##### Data records #####

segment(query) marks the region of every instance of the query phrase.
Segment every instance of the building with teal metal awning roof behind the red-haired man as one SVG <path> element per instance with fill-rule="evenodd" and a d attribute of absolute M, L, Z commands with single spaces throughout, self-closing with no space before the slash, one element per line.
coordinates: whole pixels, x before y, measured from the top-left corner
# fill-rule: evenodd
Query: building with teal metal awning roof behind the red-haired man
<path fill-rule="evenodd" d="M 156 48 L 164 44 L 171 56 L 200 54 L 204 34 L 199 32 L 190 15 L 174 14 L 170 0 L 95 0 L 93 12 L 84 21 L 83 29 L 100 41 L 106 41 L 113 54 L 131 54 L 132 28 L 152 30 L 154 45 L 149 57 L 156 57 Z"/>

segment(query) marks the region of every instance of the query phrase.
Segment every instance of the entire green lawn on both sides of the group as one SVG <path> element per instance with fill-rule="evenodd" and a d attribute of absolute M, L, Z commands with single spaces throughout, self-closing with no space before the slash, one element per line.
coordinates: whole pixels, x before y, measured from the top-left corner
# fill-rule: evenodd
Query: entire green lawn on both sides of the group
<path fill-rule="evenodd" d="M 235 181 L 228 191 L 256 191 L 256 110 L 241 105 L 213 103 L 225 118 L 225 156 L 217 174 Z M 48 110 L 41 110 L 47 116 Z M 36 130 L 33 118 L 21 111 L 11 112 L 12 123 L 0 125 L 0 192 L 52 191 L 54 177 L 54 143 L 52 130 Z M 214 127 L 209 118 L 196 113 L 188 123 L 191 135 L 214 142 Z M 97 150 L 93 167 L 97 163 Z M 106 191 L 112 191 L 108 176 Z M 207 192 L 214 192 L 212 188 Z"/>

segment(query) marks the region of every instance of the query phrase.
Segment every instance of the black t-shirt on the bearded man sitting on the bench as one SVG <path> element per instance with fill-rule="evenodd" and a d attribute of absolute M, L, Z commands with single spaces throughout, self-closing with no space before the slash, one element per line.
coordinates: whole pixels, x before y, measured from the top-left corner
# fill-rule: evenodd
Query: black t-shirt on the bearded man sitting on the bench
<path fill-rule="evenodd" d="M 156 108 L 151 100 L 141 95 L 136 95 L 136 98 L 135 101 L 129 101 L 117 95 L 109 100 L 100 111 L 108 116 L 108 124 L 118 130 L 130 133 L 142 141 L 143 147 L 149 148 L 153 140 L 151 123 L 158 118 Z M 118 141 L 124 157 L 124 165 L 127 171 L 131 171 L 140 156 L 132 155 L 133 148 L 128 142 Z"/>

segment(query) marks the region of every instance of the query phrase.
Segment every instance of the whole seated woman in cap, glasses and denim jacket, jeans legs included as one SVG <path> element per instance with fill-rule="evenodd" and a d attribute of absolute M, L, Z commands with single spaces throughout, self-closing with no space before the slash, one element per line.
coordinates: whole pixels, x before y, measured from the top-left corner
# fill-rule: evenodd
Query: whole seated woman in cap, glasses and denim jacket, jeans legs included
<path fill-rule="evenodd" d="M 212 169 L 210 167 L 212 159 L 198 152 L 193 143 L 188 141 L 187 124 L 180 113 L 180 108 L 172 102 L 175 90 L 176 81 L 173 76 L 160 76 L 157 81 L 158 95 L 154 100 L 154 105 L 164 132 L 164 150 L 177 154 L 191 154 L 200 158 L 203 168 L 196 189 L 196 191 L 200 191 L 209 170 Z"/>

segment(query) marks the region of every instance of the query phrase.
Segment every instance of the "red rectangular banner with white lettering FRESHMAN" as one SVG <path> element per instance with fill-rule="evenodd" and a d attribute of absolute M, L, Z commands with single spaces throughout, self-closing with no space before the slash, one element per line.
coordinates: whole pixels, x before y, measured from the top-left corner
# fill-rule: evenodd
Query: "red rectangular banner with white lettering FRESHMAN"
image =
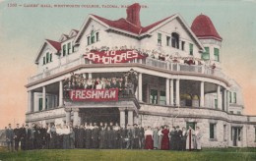
<path fill-rule="evenodd" d="M 118 101 L 118 88 L 76 89 L 69 91 L 73 101 Z"/>

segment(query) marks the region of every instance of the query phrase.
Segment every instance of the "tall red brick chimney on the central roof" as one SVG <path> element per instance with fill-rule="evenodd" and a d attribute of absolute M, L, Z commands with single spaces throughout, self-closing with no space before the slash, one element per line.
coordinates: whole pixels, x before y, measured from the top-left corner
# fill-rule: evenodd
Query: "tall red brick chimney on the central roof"
<path fill-rule="evenodd" d="M 137 27 L 141 27 L 140 10 L 141 10 L 141 6 L 139 3 L 135 3 L 126 9 L 126 13 L 127 13 L 126 20 Z"/>

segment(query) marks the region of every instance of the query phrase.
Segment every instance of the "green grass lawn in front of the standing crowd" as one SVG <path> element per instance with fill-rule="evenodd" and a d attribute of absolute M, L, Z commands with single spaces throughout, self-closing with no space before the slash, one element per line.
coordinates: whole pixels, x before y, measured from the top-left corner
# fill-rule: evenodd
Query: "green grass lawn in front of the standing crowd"
<path fill-rule="evenodd" d="M 110 161 L 256 161 L 256 148 L 213 148 L 202 151 L 162 151 L 162 150 L 98 150 L 98 149 L 69 149 L 69 150 L 30 150 L 8 152 L 0 147 L 0 161 L 5 160 L 110 160 Z"/>

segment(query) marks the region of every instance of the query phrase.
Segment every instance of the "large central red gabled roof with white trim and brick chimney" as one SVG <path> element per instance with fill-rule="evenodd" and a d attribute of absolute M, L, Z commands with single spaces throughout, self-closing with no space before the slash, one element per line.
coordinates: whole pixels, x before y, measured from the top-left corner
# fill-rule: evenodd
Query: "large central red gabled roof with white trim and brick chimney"
<path fill-rule="evenodd" d="M 159 27 L 164 26 L 166 23 L 178 19 L 179 22 L 182 24 L 182 26 L 186 29 L 189 35 L 192 36 L 192 39 L 196 41 L 196 44 L 199 46 L 199 48 L 204 51 L 204 47 L 202 43 L 199 41 L 197 36 L 193 33 L 190 27 L 186 25 L 184 20 L 179 14 L 174 14 L 172 16 L 169 16 L 167 18 L 164 18 L 150 26 L 147 27 L 141 27 L 140 25 L 140 17 L 139 17 L 139 11 L 140 6 L 139 4 L 135 3 L 127 8 L 127 19 L 121 18 L 115 21 L 108 20 L 96 15 L 90 15 L 83 26 L 80 28 L 79 33 L 77 34 L 74 42 L 75 44 L 79 43 L 81 37 L 83 36 L 86 28 L 90 25 L 91 21 L 94 20 L 97 23 L 101 24 L 103 27 L 106 28 L 106 30 L 116 30 L 118 32 L 122 32 L 124 34 L 129 34 L 133 37 L 142 38 L 145 35 L 151 35 L 151 32 L 156 30 Z M 130 21 L 128 21 L 130 20 Z"/>

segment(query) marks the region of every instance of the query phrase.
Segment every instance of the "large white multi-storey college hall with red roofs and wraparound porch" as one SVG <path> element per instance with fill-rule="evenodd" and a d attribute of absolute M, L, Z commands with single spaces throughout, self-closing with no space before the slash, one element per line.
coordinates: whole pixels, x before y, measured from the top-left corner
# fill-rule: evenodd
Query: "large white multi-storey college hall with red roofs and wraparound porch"
<path fill-rule="evenodd" d="M 117 122 L 200 127 L 204 147 L 255 147 L 256 117 L 243 115 L 241 87 L 222 72 L 222 40 L 209 17 L 189 27 L 179 14 L 142 27 L 89 15 L 45 39 L 29 79 L 28 124 Z"/>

#####

# What is needed:
Your task is to quote the lines above, beginning with the first and ending with the one that holds "Segment every instance of the building".

# Output:
segment(query) marks the region of every instance of the query phrase.
Segment every instance of the building with teal metal awning roof behind the red-haired man as one SVG <path> element per instance with fill-rule="evenodd" and a d attribute of absolute M, L, Z commands with single spaces throughout, self-closing with no space before the slash, one element per line.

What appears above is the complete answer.